> [WHAT TO DO]: Switch "negative clicks" to "background clicks" in everything from the start of the material down to the line containing "box: [280, 81, 358, 200]", and write those lines out again with nothing else changed.

===== DATA FOR THE TASK =====

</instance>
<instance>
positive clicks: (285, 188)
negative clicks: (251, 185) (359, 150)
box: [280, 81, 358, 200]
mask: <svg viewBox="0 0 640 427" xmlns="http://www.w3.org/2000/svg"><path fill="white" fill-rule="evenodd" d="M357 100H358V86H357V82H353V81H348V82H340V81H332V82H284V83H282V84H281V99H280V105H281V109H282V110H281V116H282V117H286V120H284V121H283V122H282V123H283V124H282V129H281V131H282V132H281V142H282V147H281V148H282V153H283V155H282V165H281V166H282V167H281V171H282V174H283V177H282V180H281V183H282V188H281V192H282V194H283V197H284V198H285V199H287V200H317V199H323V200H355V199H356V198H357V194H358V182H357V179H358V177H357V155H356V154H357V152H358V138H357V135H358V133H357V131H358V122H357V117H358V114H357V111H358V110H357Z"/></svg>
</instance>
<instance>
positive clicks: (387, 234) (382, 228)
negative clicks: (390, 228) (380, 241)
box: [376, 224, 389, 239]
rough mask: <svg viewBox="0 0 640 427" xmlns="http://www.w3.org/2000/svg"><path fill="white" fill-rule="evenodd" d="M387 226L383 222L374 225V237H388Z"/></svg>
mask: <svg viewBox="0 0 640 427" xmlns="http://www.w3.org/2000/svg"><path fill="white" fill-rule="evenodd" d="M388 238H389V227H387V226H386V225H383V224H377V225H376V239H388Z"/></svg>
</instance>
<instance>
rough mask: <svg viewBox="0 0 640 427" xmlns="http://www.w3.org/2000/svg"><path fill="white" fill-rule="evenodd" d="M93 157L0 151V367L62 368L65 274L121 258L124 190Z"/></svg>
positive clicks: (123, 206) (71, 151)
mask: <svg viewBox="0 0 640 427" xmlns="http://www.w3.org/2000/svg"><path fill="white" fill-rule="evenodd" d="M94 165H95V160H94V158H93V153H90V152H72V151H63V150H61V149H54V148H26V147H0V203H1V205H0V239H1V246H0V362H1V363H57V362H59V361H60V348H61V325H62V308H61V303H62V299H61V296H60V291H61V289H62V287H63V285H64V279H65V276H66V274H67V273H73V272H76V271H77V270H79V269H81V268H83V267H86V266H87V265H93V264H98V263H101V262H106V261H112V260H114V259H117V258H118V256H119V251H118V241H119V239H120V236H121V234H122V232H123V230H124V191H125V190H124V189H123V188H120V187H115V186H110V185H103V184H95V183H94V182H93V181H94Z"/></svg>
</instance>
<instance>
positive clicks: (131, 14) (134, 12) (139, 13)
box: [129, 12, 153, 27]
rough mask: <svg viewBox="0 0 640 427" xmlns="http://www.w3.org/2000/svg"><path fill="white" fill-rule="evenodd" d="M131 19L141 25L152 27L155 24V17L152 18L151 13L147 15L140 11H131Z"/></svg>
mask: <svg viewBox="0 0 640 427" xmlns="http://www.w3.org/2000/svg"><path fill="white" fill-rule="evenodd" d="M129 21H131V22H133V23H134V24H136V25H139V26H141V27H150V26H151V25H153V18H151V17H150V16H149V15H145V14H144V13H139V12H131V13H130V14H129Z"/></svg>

=====

> [RESULT FOR THIS EXERCISE]:
</instance>
<instance>
positive clicks: (285, 188)
background clicks: (251, 185) (359, 150)
box: [280, 81, 358, 200]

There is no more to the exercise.